### TASKS AND EXERCISES
• A. In the passage about creationism and the flightless cormorant, what animal family is given as an example of a single Biblical "kind"?
• B. Continue the passage about creationist views of species from where it stops.

So how would the creationists explain this?  Some would say that God simply chose to create flightless cormorants in the Galapagos and nowhere else for His own inscrutable reasons.  But this is not very satisfying as an explanation, particularly if there is no explanation as to exactly where, when, how, and why the Creator did this.  These creationists accept the idea of change within species (microevolution) but deny the idea of changing from one species to another (macroevolution).

And yet some creationists accept the evidence for the emergence by natural selection of new species--like the flightless cormorant.  But then they argue that this actually supports creationism and not Darwinism.  According to the first chapter of Genesis, God created all living beings "after their kind" (in the King James translation).  But what is a "kind"?  In Darwin's time, many creationists interpreted "kind" to mean "species" in the modern sense of Linnean taxonomy.  If so, then the natural evolution of new species would contradict the creationist belief in the special creation of each species by God.  But now some creationists--like those represented by "Creation Ministries International" and "Answers in Genesis"-- argue that Biblical "kinds" are general groups of similar animals that correspond to higher levels of taxonomy above the species level.  So, for example, one "kind" of animal might be the "family" of canids, which includes different species--foxes, wolves, dogs, jackals, and coyotes.  Part of the reasoning here is that Noah's Ark was not large enough to include two of each species, but it could have been large enough to include two of each "kind."  Then, each "kind" could diversify by mutation and natural selection into many new species.

### INFORMATION SHOWN
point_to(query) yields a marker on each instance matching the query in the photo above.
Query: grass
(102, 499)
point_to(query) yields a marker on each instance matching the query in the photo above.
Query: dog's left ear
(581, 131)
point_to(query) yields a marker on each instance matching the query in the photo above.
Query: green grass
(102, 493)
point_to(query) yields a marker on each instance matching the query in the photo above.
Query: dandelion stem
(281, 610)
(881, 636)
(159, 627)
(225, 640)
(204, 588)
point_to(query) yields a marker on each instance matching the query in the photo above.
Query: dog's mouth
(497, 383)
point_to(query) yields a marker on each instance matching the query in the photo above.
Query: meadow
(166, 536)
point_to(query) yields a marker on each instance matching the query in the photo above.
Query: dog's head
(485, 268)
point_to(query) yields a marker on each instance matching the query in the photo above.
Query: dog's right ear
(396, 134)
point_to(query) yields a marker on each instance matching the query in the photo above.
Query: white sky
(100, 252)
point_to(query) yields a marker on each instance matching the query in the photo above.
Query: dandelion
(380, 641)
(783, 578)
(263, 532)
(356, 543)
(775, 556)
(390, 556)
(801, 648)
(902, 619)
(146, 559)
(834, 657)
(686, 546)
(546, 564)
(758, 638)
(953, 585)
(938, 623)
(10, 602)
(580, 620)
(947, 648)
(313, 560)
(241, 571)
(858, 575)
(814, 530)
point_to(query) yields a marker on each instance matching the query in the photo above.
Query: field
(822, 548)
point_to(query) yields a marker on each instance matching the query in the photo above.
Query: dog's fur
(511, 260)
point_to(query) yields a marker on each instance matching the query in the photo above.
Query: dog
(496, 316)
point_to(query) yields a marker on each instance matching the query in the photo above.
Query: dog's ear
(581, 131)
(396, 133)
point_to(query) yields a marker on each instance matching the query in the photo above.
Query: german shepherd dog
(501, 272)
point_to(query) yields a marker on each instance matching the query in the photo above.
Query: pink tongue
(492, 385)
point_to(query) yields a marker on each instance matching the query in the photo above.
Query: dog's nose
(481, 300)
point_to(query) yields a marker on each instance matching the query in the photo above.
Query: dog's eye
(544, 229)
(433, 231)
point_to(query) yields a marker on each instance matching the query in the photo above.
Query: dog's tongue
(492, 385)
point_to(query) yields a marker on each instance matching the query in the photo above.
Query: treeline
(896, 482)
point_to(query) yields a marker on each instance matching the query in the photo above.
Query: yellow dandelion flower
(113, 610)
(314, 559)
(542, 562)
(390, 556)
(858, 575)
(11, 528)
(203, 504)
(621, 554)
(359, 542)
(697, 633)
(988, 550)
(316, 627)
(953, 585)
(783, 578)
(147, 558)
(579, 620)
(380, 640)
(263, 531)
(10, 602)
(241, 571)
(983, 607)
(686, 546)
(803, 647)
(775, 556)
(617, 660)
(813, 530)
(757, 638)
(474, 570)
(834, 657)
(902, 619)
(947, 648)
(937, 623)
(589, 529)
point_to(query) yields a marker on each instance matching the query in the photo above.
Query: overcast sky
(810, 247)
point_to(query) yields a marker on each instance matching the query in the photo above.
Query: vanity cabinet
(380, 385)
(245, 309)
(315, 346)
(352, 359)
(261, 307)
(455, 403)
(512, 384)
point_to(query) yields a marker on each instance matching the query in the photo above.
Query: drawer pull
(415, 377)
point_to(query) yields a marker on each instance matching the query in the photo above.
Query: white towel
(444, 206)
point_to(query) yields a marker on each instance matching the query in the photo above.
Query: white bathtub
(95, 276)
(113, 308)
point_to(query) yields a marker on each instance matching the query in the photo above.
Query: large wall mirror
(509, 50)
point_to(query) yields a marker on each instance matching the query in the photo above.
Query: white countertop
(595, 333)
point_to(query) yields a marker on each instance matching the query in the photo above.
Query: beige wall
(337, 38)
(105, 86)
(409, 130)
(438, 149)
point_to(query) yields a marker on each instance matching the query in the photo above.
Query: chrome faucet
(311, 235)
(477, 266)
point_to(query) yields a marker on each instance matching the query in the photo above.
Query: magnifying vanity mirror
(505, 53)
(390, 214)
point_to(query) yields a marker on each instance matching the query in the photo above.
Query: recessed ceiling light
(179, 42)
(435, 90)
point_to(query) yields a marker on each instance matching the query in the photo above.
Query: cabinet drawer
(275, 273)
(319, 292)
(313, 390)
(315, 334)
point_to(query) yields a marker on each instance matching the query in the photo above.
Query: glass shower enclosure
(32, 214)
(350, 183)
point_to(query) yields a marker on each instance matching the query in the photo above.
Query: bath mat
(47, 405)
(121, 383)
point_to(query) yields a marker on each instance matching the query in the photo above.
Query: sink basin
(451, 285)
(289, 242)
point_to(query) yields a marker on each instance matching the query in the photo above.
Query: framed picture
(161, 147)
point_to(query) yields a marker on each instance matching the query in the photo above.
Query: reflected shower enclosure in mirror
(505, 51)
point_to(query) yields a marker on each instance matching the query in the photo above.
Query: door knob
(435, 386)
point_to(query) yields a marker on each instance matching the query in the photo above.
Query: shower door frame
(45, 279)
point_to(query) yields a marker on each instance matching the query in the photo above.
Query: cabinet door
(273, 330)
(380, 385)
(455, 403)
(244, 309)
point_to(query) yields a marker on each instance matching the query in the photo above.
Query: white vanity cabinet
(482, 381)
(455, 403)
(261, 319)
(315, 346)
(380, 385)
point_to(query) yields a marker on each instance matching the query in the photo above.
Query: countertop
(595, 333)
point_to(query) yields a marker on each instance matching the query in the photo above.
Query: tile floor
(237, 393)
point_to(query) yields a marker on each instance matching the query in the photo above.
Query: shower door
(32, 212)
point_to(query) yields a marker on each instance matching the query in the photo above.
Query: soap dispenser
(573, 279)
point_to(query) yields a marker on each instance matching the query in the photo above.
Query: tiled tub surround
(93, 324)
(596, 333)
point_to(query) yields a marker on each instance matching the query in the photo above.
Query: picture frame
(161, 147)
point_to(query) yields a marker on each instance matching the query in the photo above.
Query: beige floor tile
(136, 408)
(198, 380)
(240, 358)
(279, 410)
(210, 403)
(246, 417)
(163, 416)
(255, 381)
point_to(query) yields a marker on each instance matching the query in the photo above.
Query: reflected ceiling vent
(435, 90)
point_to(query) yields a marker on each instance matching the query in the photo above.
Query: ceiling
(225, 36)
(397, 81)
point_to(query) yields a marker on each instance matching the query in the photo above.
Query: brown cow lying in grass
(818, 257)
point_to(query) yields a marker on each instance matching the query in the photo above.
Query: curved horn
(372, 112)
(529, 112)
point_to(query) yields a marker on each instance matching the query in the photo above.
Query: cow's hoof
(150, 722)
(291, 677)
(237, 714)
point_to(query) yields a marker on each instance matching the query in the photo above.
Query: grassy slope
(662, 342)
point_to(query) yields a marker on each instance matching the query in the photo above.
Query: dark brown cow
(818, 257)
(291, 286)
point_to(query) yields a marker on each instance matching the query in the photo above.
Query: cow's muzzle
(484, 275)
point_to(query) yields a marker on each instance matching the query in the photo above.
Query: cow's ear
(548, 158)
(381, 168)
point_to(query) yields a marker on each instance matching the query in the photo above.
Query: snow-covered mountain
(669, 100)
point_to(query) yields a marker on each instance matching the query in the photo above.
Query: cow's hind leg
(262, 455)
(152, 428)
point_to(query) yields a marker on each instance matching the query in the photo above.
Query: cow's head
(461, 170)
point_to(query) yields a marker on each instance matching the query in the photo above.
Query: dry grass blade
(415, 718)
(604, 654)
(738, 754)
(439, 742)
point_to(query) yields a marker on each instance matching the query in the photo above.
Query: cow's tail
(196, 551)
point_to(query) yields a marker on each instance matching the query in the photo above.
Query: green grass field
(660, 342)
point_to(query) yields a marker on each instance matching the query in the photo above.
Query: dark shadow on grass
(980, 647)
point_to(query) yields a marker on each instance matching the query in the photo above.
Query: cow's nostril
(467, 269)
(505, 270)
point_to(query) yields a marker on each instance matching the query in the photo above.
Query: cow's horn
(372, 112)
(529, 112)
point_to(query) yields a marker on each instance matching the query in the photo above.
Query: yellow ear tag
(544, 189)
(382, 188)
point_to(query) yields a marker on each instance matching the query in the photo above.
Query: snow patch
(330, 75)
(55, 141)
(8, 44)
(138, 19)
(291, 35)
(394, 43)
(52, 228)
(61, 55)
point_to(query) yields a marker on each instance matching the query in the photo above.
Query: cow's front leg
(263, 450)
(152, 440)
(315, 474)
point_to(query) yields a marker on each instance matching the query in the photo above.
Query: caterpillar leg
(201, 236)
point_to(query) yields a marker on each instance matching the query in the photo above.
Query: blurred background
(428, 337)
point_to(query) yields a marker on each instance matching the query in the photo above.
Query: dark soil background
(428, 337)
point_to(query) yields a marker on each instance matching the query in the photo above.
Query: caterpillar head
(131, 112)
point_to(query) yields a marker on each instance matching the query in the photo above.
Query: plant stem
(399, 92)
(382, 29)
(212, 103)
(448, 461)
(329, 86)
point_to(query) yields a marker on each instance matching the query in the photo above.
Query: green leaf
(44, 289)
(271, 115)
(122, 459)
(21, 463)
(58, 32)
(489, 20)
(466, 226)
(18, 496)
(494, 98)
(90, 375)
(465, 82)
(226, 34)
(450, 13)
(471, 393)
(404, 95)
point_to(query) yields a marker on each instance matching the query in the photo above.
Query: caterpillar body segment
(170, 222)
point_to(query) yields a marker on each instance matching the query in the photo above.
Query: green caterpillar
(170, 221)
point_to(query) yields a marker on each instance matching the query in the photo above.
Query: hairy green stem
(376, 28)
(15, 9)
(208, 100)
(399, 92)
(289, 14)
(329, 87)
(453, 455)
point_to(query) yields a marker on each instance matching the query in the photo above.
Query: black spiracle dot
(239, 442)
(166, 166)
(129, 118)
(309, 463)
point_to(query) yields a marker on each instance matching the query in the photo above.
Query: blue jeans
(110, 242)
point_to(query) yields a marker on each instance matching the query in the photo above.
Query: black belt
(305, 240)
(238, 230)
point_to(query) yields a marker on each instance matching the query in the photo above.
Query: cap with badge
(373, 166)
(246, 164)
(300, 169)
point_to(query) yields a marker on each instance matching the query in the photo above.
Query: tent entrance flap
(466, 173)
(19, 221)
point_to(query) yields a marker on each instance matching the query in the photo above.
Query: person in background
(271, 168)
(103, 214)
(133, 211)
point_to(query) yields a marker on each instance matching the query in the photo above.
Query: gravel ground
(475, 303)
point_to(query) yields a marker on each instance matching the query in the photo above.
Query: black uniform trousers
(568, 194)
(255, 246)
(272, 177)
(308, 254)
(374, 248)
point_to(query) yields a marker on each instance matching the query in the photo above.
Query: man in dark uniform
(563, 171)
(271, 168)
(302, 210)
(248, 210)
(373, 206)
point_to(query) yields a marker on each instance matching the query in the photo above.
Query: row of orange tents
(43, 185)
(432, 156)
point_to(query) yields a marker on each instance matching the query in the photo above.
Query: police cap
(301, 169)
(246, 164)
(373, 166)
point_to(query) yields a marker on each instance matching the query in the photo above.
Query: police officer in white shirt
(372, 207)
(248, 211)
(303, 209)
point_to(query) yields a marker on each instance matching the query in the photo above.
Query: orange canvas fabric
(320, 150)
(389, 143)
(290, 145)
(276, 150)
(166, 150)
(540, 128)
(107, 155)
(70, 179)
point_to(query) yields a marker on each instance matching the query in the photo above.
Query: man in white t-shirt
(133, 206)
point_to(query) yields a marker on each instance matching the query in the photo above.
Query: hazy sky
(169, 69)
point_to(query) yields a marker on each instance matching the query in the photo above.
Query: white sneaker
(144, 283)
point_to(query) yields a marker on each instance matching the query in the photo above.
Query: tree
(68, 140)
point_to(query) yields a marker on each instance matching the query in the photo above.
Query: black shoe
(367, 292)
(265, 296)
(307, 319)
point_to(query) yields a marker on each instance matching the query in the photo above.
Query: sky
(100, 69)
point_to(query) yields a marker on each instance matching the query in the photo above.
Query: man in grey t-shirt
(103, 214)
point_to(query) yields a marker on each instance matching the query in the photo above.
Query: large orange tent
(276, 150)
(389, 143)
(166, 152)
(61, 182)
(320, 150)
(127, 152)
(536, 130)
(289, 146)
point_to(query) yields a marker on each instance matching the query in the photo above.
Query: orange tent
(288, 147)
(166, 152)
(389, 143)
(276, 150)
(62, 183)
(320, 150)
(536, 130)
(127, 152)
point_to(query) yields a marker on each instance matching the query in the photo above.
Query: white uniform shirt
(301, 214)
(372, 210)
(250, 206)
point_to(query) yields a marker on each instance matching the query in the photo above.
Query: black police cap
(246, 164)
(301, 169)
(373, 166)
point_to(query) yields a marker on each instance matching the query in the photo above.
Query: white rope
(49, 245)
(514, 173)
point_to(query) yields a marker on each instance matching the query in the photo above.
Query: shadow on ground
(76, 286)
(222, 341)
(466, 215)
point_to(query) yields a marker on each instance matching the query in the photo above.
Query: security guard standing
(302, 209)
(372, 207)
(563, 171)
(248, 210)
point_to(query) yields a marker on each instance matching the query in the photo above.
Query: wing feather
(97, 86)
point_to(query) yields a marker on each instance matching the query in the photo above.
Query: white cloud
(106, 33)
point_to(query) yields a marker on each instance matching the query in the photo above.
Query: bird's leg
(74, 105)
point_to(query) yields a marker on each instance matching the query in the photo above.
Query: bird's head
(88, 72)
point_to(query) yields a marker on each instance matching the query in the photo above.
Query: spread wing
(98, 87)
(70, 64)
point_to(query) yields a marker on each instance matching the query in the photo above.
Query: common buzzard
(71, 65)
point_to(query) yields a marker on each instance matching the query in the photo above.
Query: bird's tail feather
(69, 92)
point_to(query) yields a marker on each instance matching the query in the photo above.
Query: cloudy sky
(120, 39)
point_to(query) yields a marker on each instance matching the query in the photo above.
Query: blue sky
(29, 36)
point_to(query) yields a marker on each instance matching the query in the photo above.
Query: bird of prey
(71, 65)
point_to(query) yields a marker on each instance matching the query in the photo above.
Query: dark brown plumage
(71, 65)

### YOUR WRITTEN ANSWERS
• A. The canids: foxes, wolves, dogs, jackals, and coyotes.

• B.
As you can see in the link to "Creation Ministries International," these creationists insist: "It can hardly be over-emphasized: natural selection is not evolution; indeed, natural selection was discovered by creationists before Darwin, and is now an important part of the biblical creation model."  Their argument is that adaptation and natural selection occur when genes are removed from a population.  But this is not Darwinian evolution, which would require new genetic information, which can only come by God's creative activity.

They argue that Darwinian evolution requires change from one kind to another.  But creationism allows natural selection for adaptation to bring change within kinds.  So, for example, flightless cormorants arose by natural selection as a new species of cormorant in the Galapagos.  But still, the flightless cormorant is a cormorant; it is the same kind of animal as all other cormorants.

Consequently, these creationists have expanded the notion of "microevolution" to include the evolution of new species, which they affirm as compatible with the Biblical story of God's creation of "kinds."  But they deny that there has been any Darwinian "macroevolution," understood as evolutionary change from one kind to another kind.

Aren't these creationists conceding a lot to Darwinian evolution by conceding that there has been a natural evolutionary emergence of new species without God's miraculous intervention?

Some of the intelligent design proponents go even further in their concessions to Darwinian evolution.  For example, Michael Behe--the leading proponent of intelligent design theory among biologists--accepts as scientific fact that human beings evolved from ancient primate ancestors.


Anonymous said...

Intelligent Design is just an offshoot of Trotskyite Marxism:



Anonymous said...

In a way, I see where their doubts are coming from. How new "kinds" appear? How does macroevolution work? Have random mutations been occurring with the same frequency throughout the last 500 million years? Have there been periods where random mutations are more (or less) frequent? If so, what causes an increase (or decrease) in random mutations? Can microevolutions over long periods of time really account for speciation (aka macroevolution)?

Roger Sweeny said...

Wow. I had never known such creationists exist. But maybe it's the only way to harmonize:

1. Genesis 1 (the creation)
2. Genesis 6-9 (Noah and the flood)
3. the present existence of so many species
4. the length of a cubit being about a foot and a half.